## Your objective
Quote the records below word for word, starting at the line that contains "Task: indicate the hoary" and ending with the final line of the records.

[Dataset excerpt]
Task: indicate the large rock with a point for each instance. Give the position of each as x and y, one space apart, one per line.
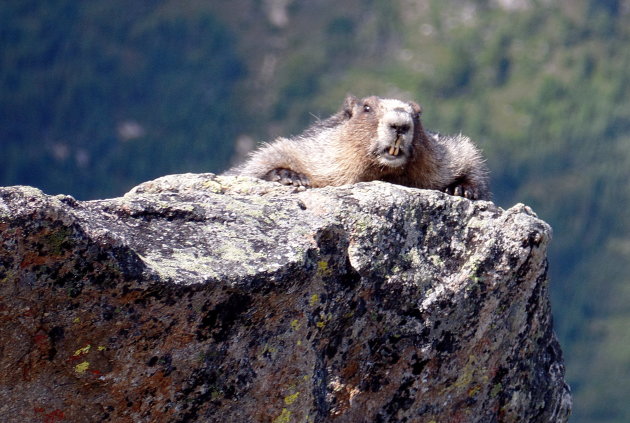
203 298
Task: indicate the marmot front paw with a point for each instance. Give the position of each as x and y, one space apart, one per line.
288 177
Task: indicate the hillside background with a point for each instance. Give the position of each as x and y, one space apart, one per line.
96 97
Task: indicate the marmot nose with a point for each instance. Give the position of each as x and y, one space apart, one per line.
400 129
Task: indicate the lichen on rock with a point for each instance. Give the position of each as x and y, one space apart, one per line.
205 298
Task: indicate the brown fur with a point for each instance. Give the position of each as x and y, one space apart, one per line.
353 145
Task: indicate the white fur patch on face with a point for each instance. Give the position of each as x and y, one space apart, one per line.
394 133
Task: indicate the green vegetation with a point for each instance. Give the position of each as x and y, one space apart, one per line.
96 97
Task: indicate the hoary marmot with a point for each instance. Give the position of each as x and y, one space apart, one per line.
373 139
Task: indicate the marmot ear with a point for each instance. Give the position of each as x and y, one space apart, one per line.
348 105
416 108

## Result
Task: indicate the hoary marmot with a point for each instance. Give the position of each as x and y, one space apart, one per line.
373 139
Task: indicate the marmot ear with a point for each instance. Give the position of each as x and y, one space apart, one per line.
348 105
416 108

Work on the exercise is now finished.